╭─ Data

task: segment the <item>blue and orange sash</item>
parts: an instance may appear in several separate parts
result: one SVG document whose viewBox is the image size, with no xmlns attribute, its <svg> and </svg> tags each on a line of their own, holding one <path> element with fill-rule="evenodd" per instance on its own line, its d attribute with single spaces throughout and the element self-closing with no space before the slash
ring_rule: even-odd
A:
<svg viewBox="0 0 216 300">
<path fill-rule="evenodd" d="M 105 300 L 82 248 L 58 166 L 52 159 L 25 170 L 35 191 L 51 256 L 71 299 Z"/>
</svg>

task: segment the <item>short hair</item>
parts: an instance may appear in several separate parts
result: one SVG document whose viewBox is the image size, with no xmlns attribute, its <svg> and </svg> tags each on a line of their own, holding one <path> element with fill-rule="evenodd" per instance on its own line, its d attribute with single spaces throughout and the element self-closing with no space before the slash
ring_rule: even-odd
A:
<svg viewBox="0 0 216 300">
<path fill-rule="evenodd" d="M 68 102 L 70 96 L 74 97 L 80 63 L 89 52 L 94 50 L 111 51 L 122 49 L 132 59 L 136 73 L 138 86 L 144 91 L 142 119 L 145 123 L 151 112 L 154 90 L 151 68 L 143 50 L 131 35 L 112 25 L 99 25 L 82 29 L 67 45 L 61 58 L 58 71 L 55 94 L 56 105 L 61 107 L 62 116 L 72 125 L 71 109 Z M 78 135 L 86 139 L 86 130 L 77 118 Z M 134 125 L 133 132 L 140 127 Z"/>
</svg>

╰─

* [Instructions to follow] Please edit the items from the line with "task: segment the <item>short hair</item>" through the end of the items, changing "short hair" to "curly hair" and leaving everything else as is. Give back only those lines.

* [Full response]
task: segment the <item>curly hair</item>
parts: an instance may appear in several separate parts
result: one SVG document whose viewBox is the image size, with no xmlns attribute, its <svg> and </svg> tags each on a line of their own, holding one <path> element with fill-rule="evenodd" per instance on its own line, its d attribute with single spaces throughout and the element self-closing with no space before the slash
ring_rule: even-odd
A:
<svg viewBox="0 0 216 300">
<path fill-rule="evenodd" d="M 68 102 L 70 96 L 74 97 L 80 63 L 89 52 L 94 50 L 111 51 L 122 49 L 132 59 L 136 73 L 138 86 L 144 91 L 142 119 L 145 123 L 151 112 L 154 90 L 151 68 L 143 50 L 131 35 L 112 25 L 99 25 L 82 29 L 67 45 L 61 58 L 58 71 L 55 94 L 56 105 L 61 107 L 62 116 L 72 125 L 71 109 Z M 78 135 L 86 139 L 86 130 L 77 118 Z M 134 125 L 133 132 L 140 127 Z"/>
</svg>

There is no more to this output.